▸ Texte de la page
La dette française et ses effets sur Haïti 


 

Par contre, dans ses stratagèmes, la métropole française qui a exploité la colonie, durant plus d’un siècle, est revenue sur la scène d’Haïti en 1825 avec des négociations diplomatiques. Le 17 avril, Charles X a promulgué l’ ordonnance suivante ( l’article 2):  « Les habitants actuels de la partie française de Saint-Domingue verseront à la caisse générale des dépôts et consignations de France, en cinq termes égaux, d’année en année, le premier échéant au trente un décembre mil huit cent vingt - cinq, la somme de cent cinquante millions de francs, destinés à dédommager les anciens colons qui réclament une indemnité ».


 

Revenu sur les faits, le journal américain, le New York Times, dénonce les torts que le paiement de cette dette a causés à Haïti. « Les paiements, versés à compter de 1825 par la première République noire de l’histoire, pour indemniser les anciens colons esclavagistes, ont coûté au développement économique d’Haïti entre 21 et 115 milliards de dollars de pertes sur deux siècles, soit une à huit fois le produit intérieur brut du pays en 2020 », a analysé le NYT. 


 

Cependant, du côté haïtien, peu de gouvernements ont abordé le dossier de la dette de l’Indépendance malgré le fait qu’il ne s’agit pas de la première fois qu’un média révèle l’énormité de cette casse et ses conséquences sur la stabilité économique du pays.



 

Pourquoi ce silence des autorités haïtiennes ?

 

« De la fin du gouvernement de Boyer (1843) qui a décidé de payer la dette, jusqu’à Nord Alexis qui a entrepris le plus grand Procès contre le scandale de la corruption en Haïti (1902), le pays se trouvait toujours dans des situations instables. L’occupation américaine du territoire en 1915 a empiré davantage, les sphères administratives de la fonction publique dans le pays. À travers les décennies, la politique et la lutte pour le pouvoir n’ont pas permis aux dirigeants de penser aux avancées économiques du pays et ils n’ont pas eu de temps pour penser à ce tort causé par la France au cours de l’administration de Boyer », a soulevé Moïse Junior Joseph, professeur de sciences sociales.


 

Entre autres, l’activiste politique et entrepreneur social, Ralph Emmanuel François, prend en compte le contexte de la prise des pouvoirs en Haïti où la question de légitimité des élus est toujours posée. « Rares sont les hommes qui peuvent prendre des décisions nationales et engager le pays à ces sujets de préoccupations internationales », estime-t-il. Par ailleurs, soulevant la conjoncture politique où les gouvernements sont passés de crise en crise et cherchent toujours des consensus pour faire face aux problèmes nationaux, les acteurs n’ont pas toujours ces préoccupations de s’engager à ces luttes idéologiques. Le mandat des élus haïtiens, c’est de résoudre la conjoncture politique », affirme-t-il. 


 

Parallèlement, l’historien haïtien Pierre Buteau, lors d’une entrevue accordée à l’Agence France Presse (AFP) à propos de ce sujet, a affirmé que les politiciens haïtiens ont la pratique de fonctionner seulement dans le présent. « Les hommes et les femmes politiques ne sont intéressés qu’à lutter pour le pouvoir », a-t-il soumis.

▸ Données présentées
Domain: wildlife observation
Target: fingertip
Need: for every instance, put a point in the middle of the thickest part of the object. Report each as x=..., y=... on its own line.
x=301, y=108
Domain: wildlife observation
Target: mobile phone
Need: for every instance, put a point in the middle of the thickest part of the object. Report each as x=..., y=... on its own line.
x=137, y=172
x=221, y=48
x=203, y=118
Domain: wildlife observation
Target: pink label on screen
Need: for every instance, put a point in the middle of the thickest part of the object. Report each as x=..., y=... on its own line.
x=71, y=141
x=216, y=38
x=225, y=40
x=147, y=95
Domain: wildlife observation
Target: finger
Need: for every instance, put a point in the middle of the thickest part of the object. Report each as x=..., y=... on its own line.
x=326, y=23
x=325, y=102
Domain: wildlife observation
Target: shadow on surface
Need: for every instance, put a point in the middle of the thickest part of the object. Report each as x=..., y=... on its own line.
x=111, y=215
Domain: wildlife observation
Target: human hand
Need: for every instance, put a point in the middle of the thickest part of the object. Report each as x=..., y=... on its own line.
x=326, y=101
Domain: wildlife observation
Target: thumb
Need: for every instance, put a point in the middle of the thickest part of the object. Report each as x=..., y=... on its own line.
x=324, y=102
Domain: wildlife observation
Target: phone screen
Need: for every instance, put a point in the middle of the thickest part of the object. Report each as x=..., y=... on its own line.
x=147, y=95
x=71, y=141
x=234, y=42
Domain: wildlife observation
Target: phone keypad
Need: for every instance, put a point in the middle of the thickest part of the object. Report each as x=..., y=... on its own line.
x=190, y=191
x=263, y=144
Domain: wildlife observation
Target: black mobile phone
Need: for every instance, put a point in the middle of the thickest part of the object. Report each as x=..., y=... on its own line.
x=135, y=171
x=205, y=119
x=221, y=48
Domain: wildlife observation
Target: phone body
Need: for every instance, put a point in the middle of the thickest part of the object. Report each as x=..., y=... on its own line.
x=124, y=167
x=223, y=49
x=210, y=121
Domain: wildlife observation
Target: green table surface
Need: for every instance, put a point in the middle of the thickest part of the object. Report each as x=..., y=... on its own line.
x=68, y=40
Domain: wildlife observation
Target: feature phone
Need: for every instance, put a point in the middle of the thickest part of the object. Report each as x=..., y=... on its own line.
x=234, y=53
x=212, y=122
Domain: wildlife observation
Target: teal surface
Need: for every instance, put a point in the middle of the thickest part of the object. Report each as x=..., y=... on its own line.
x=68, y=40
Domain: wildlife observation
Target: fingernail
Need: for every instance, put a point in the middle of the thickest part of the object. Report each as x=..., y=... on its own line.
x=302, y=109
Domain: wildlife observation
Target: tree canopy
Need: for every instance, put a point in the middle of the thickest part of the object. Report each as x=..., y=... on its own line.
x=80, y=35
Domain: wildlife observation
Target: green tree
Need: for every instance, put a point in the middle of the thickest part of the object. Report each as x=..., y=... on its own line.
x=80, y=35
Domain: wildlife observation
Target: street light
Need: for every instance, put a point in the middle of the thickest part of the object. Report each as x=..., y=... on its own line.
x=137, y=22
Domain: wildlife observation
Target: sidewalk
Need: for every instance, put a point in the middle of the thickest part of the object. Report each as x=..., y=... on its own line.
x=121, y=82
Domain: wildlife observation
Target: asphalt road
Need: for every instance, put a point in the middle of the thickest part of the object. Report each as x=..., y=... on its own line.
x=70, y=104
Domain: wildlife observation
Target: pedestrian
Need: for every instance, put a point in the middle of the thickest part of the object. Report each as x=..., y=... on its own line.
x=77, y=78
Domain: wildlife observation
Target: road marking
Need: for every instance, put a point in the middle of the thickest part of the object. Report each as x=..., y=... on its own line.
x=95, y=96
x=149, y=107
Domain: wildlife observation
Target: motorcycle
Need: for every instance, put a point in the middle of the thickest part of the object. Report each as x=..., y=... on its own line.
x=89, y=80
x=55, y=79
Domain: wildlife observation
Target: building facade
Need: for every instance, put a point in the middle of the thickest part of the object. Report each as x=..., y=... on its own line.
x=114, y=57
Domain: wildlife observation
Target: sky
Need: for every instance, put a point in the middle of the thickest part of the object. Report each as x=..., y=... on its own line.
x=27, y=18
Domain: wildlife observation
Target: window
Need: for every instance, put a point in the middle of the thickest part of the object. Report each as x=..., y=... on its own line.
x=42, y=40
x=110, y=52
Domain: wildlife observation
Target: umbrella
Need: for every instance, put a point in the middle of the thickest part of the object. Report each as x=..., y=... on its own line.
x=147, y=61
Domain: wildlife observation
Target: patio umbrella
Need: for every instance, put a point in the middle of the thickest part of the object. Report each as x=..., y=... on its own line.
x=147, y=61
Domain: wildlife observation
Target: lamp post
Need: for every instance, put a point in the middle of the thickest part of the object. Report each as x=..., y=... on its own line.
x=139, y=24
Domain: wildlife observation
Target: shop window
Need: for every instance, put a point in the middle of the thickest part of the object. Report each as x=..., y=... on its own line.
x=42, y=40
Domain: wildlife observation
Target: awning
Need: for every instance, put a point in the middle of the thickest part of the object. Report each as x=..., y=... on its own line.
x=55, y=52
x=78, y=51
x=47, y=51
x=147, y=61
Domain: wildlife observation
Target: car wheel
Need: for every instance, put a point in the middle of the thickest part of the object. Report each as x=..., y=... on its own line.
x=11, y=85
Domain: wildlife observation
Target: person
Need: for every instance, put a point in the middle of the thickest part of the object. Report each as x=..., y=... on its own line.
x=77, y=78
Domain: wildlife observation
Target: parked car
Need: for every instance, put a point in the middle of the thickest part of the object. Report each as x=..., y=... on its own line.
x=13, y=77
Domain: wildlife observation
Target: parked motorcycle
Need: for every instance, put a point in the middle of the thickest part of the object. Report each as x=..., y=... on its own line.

▸ Consigne
Répondez aux questions suivantes d'après le texte sur la dette française et Haïti :
(a) À quelle date Charles X a-t-il promulgué l'ordonnance citée ?
(b) Selon l'analyse du New York Times, entre quels montants se situent les pertes subies par le développement économique d'Haïti sur deux siècles ?
(c) Quel historien haïtien s'est exprimé auprès de l'Agence France Presse ?

▸ Corrigé
(a) Le 17 avril 1825.
(b) Entre 21 et 115 milliards de dollars.
(c) Pierre Buteau.